In effetti, è quanto ci ha confermato nell’intervista a cittanuova.it il generale Fabio Mini…
«Resta comunque il dubbio sull’incertezza delle rilevazioni scientifiche. Posso capire il dissenso tra tesi filosofiche, ma non tra dati che si possono misurare stabilendo delle soglie di pericolosità. Una cosa è una rilevazione di qualche giorno o mese e un’altra è l’esposizione giornaliera per anni e decenni. I medici di base di Niscemi, invitati ad un incontro di riflessione organizzato nella mia diocesi, hanno denunciato la presenza di casi di leucemia in percentuale superiore alla media. Esistono statistiche che ogni sanitario può evidenziare dai propri archivi. La mancanza di una raccolta sistematica dei dati si giustifica anche con il fatto che solo l’emersione del caso Muos ha evidenziato l’esistenza sul territorio del centro trasmissione dati militari più grande del Mediterraneo».
E però sul caso c’è stato sempre un rimando ai prevalenti interessi nazionali di fedeltà ai nostri alleati.
«Se, come dice Obama, “la libertà ha un prezzo”, bisogna capire chi e come deve pagare il sacrificio e in cosa consista. La nostra vita? È necessario parlare apertamente e perciò mi ha colpito la risposta ufficiale dell’amministrazione Usa ad un’istanza del consiglio comunale di Niscemi: davanti alle questioni su sicurezza e salute, la risposta è andata fuori tema e tutta incentrata sull’amicizia tra i due Paesi e la creazione dei posti di lavoro nella costruzione del Muos».
Come sottolinea il generale Mini, gli americani invitano correttamente a rivolgersi al governo italiano. Quando questo è avvenuto, tuttavia, come nel caso della base di Vicenza, i governanti italiani hanno usato il concetto di “guerra giusta”. Con queste premesse non esiste il rischio di esporre al pericolo chi continua a dissentire contro un’opera dichiarata di importanza strategica nazionale?

**********

### COSA FARE
[A] Nel testo sul Muos di Niscemi, che cosa hanno denunciato i medici di base di Niscemi?
[B] Prosegui il testo sul Muos di Niscemi partendo dal punto in cui finisce.

### DATI DA ESAMINARE
**********

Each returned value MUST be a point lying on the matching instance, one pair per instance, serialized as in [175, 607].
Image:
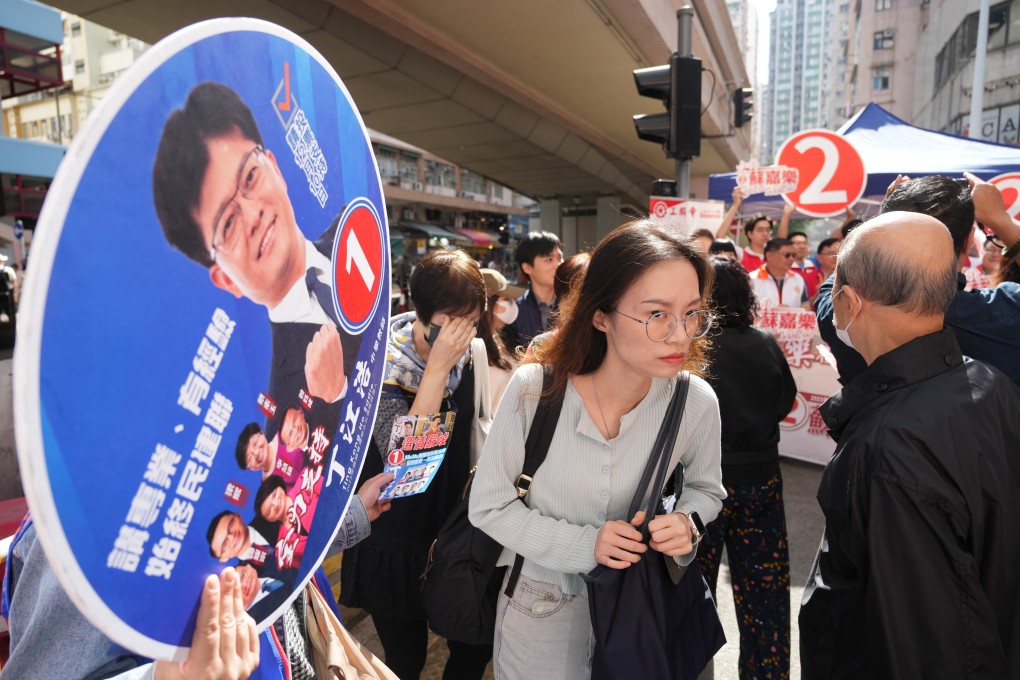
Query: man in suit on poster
[222, 201]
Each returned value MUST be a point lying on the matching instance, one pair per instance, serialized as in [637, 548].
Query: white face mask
[842, 333]
[506, 311]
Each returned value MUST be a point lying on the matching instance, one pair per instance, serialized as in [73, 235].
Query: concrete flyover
[536, 94]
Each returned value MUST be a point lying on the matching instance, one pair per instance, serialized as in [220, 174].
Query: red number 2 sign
[831, 172]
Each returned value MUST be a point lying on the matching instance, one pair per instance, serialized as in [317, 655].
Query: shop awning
[434, 230]
[477, 238]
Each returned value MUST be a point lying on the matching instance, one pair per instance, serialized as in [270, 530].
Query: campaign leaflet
[417, 446]
[203, 332]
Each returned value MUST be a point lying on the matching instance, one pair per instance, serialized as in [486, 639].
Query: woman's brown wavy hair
[619, 259]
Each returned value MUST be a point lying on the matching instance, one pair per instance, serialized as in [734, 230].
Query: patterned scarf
[404, 367]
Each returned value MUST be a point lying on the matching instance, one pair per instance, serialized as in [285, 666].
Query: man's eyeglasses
[660, 325]
[226, 228]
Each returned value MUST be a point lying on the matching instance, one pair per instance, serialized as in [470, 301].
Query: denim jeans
[542, 634]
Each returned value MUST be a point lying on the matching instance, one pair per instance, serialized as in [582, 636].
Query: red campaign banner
[803, 433]
[831, 173]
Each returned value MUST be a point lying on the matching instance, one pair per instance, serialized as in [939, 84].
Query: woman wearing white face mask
[502, 309]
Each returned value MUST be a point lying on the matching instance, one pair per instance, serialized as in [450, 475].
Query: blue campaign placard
[203, 332]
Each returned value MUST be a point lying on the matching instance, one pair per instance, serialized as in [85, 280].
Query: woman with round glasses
[638, 320]
[756, 390]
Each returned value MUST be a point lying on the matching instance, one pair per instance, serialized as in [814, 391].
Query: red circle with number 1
[831, 172]
[1009, 185]
[359, 269]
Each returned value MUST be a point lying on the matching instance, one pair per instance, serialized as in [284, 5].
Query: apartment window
[880, 79]
[469, 181]
[389, 162]
[441, 174]
[408, 167]
[1004, 28]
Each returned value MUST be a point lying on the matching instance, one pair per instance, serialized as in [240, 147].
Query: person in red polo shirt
[803, 265]
[758, 229]
[773, 282]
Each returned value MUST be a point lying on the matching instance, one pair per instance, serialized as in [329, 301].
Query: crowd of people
[915, 574]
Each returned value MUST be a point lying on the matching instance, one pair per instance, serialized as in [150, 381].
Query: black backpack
[461, 582]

**********

### RISPOSTE NUMERATE
[A] La presenza di casi di leucemia in percentuale superiore alla media.

[B]
«Innanzitutto il concetto di guerra giusta non è più sostenibile ed è strumentalizzabile da ogni parte in causa. Di fronte al pericolo ci sono le “mamme no Muos” che dicono: “preferiamo esporre la nostra vita piuttosto che quella dei nostri figli”. Resta inspiegabile questa incertezza sulla reale nocività di strumenti destinati ad esercitare il controllo satellitare su un quarto del pianeta, quando si discute della pericolosità di quelle dei telefonini. Giustamente si stanno smantellando quelle della Radio Vaticana, ma queste non sono neanche paragonabili con quelle del Muos».
Quale è la missione di una Chiesa come quella di Caltagirone, un luogo emblematico dell’autonomia e dell'impegno dei cattolici?
«Davanti al gigante di fronte al quale non si può far niente, bisogna saper vincere il senso opprimente della rassegnazione impedendo che si compia un triste destino per questa terra giustamente definita la “perla del Mediterraneo”. Bisogna sostenere chi reagisce di fronte ad un silenzio voluto da chi ha forti interessi in gioco da salvaguardare. Ma la questione Muos, con la guerra affidata ai droni, mette in evidenza l’emergere di problemi nuovi che non possiamo gestire con criteri antichi. Non è un problema locale, ma del destino dell’umanità che deve chiedersi a quali meccanismi sono affidati le scelte concrete e decisive sulla guerra e la pace. E su questo punto la Chiesa è chiamata a ribadire la centralità dell’essere umano e la sua responsabilità».